• Dataset records
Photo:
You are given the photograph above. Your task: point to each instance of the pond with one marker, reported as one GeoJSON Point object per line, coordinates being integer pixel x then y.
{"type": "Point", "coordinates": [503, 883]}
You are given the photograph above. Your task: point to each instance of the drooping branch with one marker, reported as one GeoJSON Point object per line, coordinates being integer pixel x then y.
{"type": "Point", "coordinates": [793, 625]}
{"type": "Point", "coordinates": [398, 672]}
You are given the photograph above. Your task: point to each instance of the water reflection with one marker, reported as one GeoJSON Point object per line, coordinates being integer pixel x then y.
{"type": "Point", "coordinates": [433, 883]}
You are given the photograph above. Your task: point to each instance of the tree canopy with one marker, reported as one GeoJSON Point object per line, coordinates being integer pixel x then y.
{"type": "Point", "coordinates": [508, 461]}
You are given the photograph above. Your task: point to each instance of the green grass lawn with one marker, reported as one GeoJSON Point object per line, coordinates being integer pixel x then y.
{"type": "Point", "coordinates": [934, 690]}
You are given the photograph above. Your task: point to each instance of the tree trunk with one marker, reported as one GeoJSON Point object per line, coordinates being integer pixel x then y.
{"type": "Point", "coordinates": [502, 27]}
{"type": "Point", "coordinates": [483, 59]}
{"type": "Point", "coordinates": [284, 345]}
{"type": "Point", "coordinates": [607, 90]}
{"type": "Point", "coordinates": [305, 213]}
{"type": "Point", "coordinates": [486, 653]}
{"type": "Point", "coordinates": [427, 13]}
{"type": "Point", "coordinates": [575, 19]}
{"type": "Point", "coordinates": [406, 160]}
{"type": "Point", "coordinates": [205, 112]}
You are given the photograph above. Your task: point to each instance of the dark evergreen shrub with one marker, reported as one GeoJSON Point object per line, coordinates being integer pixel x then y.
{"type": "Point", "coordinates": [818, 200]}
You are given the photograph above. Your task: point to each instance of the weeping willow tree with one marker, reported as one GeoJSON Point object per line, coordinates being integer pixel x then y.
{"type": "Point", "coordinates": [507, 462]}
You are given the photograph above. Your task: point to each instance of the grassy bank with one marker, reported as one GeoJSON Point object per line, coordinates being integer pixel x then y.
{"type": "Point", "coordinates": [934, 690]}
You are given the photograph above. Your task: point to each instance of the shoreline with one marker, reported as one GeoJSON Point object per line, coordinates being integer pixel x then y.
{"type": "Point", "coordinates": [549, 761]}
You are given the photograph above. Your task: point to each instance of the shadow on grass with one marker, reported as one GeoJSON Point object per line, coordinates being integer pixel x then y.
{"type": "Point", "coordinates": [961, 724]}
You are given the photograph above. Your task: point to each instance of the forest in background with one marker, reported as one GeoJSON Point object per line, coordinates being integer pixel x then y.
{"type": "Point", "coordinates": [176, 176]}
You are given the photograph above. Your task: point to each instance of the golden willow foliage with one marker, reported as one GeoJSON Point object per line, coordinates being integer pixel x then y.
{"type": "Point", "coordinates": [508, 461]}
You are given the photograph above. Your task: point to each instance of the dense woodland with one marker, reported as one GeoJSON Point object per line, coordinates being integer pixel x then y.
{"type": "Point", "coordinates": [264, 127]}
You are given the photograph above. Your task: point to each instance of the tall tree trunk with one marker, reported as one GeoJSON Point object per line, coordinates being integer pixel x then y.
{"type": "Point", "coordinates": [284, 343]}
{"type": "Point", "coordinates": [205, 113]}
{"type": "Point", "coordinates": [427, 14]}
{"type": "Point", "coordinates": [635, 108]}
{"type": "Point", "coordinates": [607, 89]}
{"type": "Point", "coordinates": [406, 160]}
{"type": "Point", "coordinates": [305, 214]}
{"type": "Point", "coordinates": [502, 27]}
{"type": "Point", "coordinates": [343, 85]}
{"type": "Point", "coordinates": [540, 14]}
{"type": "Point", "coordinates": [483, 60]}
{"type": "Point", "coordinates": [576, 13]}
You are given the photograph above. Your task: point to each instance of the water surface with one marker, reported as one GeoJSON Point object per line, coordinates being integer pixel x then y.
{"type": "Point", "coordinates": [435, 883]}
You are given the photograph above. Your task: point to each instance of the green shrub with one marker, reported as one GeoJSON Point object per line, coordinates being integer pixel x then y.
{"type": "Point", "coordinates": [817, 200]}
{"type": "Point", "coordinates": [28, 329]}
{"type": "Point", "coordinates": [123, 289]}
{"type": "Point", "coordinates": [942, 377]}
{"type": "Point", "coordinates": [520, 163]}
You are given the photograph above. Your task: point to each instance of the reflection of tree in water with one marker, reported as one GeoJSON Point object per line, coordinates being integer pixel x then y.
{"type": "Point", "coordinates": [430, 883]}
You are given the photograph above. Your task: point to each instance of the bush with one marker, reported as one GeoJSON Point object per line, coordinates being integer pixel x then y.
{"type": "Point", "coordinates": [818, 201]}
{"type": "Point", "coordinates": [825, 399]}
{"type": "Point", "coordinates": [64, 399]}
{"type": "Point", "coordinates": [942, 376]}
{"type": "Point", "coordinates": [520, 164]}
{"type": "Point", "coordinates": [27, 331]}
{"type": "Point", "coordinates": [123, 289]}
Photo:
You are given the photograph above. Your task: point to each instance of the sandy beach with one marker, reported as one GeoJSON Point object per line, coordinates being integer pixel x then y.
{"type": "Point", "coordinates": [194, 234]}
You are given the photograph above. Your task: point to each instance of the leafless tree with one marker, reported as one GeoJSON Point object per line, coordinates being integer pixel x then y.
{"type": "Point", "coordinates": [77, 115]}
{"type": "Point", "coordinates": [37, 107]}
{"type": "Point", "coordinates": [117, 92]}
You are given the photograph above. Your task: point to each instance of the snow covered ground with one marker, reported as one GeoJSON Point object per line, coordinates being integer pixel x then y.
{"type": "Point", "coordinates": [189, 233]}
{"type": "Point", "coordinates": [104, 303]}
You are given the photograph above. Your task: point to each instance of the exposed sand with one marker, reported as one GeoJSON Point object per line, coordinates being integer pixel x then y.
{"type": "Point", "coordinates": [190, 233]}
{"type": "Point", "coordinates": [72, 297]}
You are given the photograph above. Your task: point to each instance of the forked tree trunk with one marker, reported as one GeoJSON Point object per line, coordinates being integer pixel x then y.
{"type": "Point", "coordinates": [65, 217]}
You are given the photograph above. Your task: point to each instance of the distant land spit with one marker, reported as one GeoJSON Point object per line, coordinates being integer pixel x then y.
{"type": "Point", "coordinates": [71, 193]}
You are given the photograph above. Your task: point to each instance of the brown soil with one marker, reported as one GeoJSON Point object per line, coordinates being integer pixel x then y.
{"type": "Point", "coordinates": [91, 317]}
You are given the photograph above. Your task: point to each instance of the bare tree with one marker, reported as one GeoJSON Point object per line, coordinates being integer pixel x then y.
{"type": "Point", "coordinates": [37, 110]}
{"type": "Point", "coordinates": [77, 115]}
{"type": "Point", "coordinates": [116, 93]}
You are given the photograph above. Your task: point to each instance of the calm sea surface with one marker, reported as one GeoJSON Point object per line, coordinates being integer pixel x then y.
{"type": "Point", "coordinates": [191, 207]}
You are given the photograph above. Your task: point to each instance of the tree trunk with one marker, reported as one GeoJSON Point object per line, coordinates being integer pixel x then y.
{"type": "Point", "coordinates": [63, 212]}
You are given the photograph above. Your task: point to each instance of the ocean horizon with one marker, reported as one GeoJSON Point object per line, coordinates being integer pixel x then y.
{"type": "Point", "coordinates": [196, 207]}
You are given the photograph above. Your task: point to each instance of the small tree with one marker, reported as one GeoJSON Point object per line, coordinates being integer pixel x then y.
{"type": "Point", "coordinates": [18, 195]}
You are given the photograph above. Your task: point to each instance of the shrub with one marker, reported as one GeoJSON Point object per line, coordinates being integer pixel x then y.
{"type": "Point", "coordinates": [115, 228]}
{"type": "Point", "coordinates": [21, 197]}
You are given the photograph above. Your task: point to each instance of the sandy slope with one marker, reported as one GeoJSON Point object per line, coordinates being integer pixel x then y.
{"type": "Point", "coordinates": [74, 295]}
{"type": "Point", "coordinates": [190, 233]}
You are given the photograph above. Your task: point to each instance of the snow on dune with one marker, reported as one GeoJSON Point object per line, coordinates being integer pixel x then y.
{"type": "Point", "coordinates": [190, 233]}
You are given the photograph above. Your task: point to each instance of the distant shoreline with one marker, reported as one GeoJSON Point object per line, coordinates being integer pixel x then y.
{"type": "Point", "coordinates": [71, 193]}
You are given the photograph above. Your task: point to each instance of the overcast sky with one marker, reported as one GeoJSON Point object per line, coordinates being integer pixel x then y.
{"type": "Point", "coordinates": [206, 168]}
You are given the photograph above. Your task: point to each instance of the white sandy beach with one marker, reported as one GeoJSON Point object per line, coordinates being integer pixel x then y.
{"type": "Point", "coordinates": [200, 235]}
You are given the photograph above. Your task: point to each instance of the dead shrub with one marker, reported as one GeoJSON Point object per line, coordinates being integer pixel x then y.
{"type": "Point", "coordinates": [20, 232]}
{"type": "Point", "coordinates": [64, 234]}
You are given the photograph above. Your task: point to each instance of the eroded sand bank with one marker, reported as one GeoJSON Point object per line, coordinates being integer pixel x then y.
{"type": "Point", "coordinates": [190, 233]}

• Goal of the exercise
Repeat word for word the lines running from the line containing "of the dead" to the end of the entries above, inclusive.

• Full response
You are given the photograph above. Your task: point to each instance of the dead shrub with one marker, reported as one GeoJSON Point object per line, coordinates being integer pixel x then y.
{"type": "Point", "coordinates": [20, 232]}
{"type": "Point", "coordinates": [64, 234]}
You are given the photograph above. Your task: point to each instance of the eroded sand bank with one marker, reported as one GeoJSON Point object per line, coordinates being integer pixel x then y.
{"type": "Point", "coordinates": [190, 233]}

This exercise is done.